Énoncé: Dans l'extrait ci-dessous sur la télévision publique algérienne, à quoi est attribuée l'impression de désordre que laisse l'ensemble des programmes ? Répondez en une à trois phrases.

Extrait du texte:
········

L'Espagne rejoignait le lot avec 24 horas. Mais l'exemple le plus populaire
reste la BBC qui offre des bouquets en hertzien et sur satellite où l'information
se taille une place de choix !
Ces pouvoirs ont compris l'importance de disposer de moyens de communication publics
leur permettant de propager leurs idées au sein des populations et de faire
face à toute tentative de désinformation venant de l'étranger. Grâce aux
changements intervenus dans la superstructure du pouvoir, l'ENTV a pu sortir de
sa léthargie en s'engageant, depuis une année, dans une politique de
renforcement et de diversification de ses programmes. La dernière-née de ses
chaînes, AL24 News, nous a agréablement surpris par son ton résolument moderne
et son large spectre de centres d'intérêt. A ce titre, une mention spéciale
sera décernée pour les portraits Media et Culture d'une haute
facture consacrés à Naït Mazi,
ancien directeur d'El Moudjahid, et Hiahemzizou,
bédéiste de renom et inégalable dessinateur d'affiches de films de la belle
époque du cinéma national. Mais un regard lucide sur l'ensemble des programmes
qui fleurissent ce beau bouquet public laisse un arrière-goût d'inachevé et une
impression de... désordre. En fait, l'amalgame date du début de l'expérience
satellite lorsque l'Algérie décida de lancer une deuxième chaîne en langue
française uniquement sur satellite. Algerian TV, née en 1994, se proposait,
d'emblée, de toucher directement notre émigration à l'étranger, et notamment en
France où elle reste, et de loin, la plus nombreuse. Mais on ne savait pas si
on avait affaire à une chaîne satellite internationale qui regroupe les meilleures programmes du réseau national (en fait, une
seule chaîne à l'époque !) ou si c'était une seconde chaîne d'expression
francophone. Pour la première proposition, les exemples ne manquent pas : TV 5
pour la France, BBC World pour l'Angleterre, 3 Sat
pour l'Allemagne, Suisse alémanique et Autriche, ESC pour l'Egypte, etc.

········

Matériel fourni:

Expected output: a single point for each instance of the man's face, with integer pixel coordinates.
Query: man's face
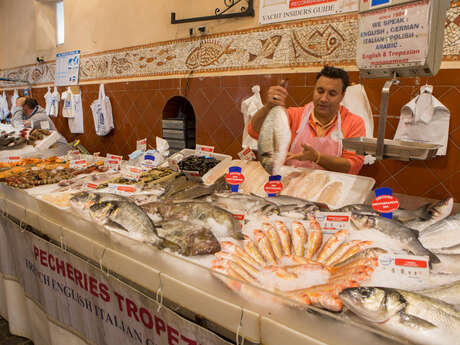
(327, 96)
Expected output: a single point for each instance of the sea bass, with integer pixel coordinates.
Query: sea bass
(445, 233)
(127, 216)
(395, 230)
(274, 140)
(418, 318)
(220, 221)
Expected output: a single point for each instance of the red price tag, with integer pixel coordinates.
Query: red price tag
(273, 187)
(234, 178)
(385, 204)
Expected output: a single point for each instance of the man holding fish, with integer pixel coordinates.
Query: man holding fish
(317, 129)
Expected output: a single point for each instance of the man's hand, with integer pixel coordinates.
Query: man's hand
(20, 101)
(276, 95)
(308, 154)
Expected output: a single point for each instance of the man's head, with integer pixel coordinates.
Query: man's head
(29, 106)
(330, 87)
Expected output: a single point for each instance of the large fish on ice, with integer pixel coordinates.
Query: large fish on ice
(274, 140)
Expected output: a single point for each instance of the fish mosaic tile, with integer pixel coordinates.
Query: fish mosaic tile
(311, 42)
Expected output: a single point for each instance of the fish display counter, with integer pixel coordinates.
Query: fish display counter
(274, 270)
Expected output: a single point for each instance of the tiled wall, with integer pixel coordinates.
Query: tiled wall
(138, 106)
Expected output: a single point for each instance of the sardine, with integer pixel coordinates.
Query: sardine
(407, 237)
(445, 233)
(274, 140)
(415, 317)
(125, 215)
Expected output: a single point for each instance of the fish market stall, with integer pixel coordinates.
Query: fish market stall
(274, 270)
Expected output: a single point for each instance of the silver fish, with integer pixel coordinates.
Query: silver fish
(445, 233)
(274, 140)
(449, 293)
(220, 221)
(126, 216)
(436, 211)
(407, 237)
(415, 317)
(187, 238)
(242, 203)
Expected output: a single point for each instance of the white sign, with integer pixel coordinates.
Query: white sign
(275, 11)
(67, 68)
(394, 37)
(84, 299)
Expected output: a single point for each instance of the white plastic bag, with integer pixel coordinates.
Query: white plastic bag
(249, 107)
(102, 113)
(76, 121)
(4, 110)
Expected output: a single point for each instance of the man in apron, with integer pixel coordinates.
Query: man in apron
(317, 129)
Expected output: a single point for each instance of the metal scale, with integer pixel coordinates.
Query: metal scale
(398, 38)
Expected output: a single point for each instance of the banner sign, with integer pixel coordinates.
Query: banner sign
(95, 305)
(276, 11)
(394, 36)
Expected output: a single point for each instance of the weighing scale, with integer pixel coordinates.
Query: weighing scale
(398, 38)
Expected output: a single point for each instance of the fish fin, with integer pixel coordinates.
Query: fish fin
(252, 57)
(414, 321)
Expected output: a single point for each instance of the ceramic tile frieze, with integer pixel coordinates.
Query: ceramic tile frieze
(308, 43)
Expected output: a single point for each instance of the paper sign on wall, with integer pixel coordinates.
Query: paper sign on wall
(67, 68)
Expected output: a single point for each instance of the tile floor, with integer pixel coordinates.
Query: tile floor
(7, 339)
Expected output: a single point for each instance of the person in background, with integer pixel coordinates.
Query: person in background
(28, 113)
(317, 128)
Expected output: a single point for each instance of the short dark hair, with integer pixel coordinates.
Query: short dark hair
(335, 73)
(31, 102)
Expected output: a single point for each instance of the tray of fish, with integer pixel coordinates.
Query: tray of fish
(206, 167)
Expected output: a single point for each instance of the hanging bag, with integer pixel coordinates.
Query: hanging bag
(102, 113)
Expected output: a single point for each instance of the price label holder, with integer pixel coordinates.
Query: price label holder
(14, 159)
(204, 151)
(331, 222)
(247, 155)
(273, 186)
(141, 145)
(121, 189)
(234, 178)
(194, 175)
(405, 266)
(385, 203)
(78, 164)
(44, 125)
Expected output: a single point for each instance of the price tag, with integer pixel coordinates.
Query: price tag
(90, 185)
(332, 222)
(131, 172)
(204, 151)
(122, 189)
(405, 266)
(195, 175)
(114, 157)
(44, 125)
(78, 164)
(247, 154)
(141, 145)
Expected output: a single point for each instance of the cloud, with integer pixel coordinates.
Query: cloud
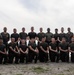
(38, 13)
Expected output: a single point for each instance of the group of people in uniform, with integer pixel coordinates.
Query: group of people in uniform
(33, 47)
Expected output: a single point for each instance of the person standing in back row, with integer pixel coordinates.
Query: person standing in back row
(15, 35)
(3, 53)
(71, 49)
(44, 50)
(64, 52)
(69, 35)
(23, 34)
(49, 36)
(41, 34)
(13, 52)
(33, 51)
(5, 36)
(62, 35)
(23, 51)
(54, 55)
(32, 34)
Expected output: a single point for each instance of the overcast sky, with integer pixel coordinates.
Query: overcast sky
(37, 13)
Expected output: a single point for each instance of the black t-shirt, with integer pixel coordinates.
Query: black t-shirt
(2, 47)
(64, 46)
(5, 37)
(44, 45)
(48, 36)
(62, 35)
(41, 35)
(71, 46)
(23, 47)
(23, 35)
(56, 36)
(13, 45)
(32, 35)
(33, 45)
(53, 45)
(15, 35)
(69, 36)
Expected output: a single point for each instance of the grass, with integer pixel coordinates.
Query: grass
(39, 70)
(18, 74)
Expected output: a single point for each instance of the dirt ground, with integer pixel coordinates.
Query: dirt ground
(38, 69)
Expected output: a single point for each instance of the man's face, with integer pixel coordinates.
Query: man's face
(32, 28)
(14, 30)
(72, 39)
(23, 41)
(53, 40)
(13, 40)
(62, 29)
(63, 40)
(56, 30)
(48, 30)
(41, 29)
(69, 29)
(43, 39)
(5, 29)
(23, 29)
(1, 41)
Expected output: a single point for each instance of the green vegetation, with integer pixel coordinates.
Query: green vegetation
(39, 70)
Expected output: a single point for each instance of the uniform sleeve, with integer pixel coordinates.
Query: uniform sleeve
(59, 44)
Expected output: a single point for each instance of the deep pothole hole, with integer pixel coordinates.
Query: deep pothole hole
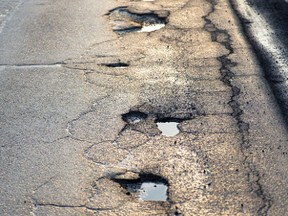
(148, 187)
(116, 65)
(124, 20)
(169, 126)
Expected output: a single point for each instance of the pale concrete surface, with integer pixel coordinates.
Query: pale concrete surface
(65, 145)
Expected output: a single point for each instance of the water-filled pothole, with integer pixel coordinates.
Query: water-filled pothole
(134, 117)
(148, 187)
(125, 20)
(169, 126)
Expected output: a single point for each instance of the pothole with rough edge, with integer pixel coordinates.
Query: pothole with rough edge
(125, 20)
(134, 117)
(116, 65)
(169, 126)
(148, 187)
(150, 191)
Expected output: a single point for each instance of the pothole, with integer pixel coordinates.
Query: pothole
(169, 126)
(150, 191)
(125, 20)
(134, 117)
(116, 65)
(148, 187)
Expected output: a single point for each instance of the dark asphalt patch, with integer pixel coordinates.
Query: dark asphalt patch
(125, 20)
(148, 187)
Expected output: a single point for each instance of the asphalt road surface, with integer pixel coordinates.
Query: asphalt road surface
(101, 102)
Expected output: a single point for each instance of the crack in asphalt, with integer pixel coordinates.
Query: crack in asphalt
(227, 78)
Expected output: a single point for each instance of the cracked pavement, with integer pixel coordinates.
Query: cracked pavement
(80, 101)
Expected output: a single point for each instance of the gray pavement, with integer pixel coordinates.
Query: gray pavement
(80, 106)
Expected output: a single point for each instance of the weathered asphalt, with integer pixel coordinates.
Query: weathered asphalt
(67, 81)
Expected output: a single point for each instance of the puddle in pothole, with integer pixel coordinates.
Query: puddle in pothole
(151, 28)
(168, 127)
(148, 187)
(124, 20)
(150, 191)
(134, 117)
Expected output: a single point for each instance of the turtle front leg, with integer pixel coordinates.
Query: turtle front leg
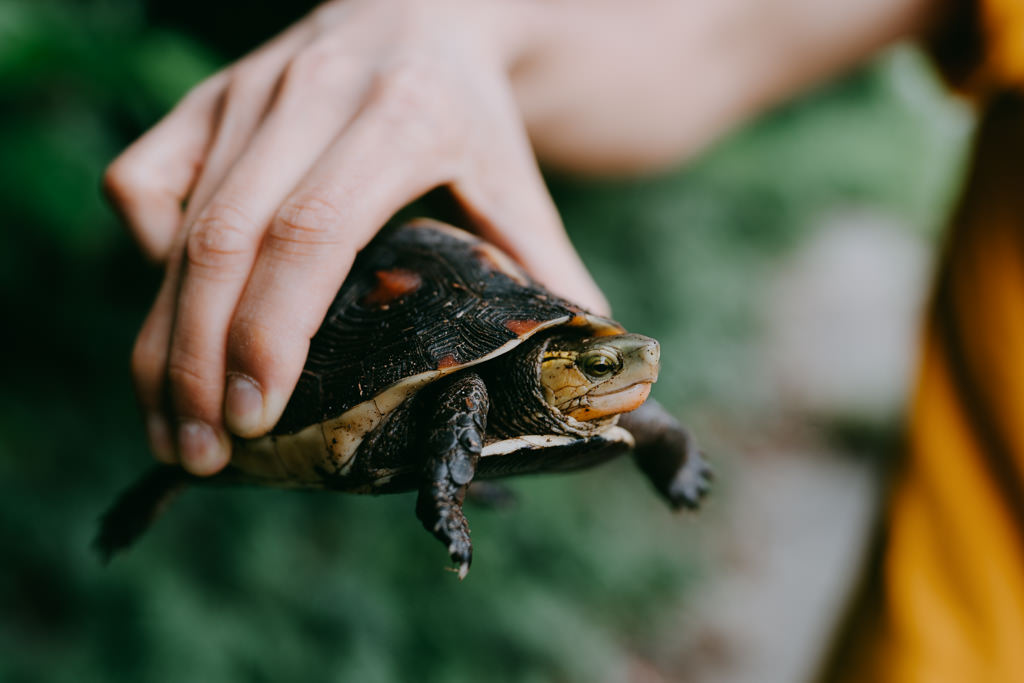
(455, 438)
(668, 455)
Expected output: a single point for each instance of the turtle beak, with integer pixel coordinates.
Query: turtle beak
(630, 387)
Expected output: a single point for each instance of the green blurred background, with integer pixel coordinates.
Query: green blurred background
(583, 581)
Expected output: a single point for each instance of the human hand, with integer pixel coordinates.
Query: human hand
(289, 161)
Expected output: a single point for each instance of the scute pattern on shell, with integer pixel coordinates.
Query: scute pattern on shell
(420, 297)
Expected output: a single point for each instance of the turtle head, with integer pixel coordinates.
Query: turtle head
(598, 377)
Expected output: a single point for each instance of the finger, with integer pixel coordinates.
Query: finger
(148, 181)
(222, 245)
(506, 197)
(397, 147)
(148, 366)
(250, 88)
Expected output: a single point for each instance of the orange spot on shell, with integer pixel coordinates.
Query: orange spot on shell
(519, 328)
(391, 285)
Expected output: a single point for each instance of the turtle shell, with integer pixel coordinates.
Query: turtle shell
(422, 300)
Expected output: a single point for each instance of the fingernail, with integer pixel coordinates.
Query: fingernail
(201, 451)
(243, 406)
(159, 434)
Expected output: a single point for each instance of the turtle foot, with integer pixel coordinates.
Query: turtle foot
(445, 520)
(691, 483)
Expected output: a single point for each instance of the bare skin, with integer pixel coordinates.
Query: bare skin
(290, 160)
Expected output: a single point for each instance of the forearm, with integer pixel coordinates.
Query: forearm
(623, 86)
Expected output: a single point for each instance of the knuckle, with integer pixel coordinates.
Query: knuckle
(145, 369)
(247, 77)
(220, 239)
(318, 66)
(188, 377)
(304, 224)
(413, 98)
(251, 344)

········

Résultat attendu: Cette impression vient d'un amalgame qui remonte au début de l'expérience satellite, quand l'Algérie a lancé en 1994 Algerian TV, une deuxième chaîne en langue française diffusée uniquement sur satellite pour toucher l'émigration, notamment en France. On ne savait pas s'il s'agissait d'une chaîne satellite internationale regroupant les meilleurs programmes du réseau national ou d'une seconde chaîne d'expression francophone.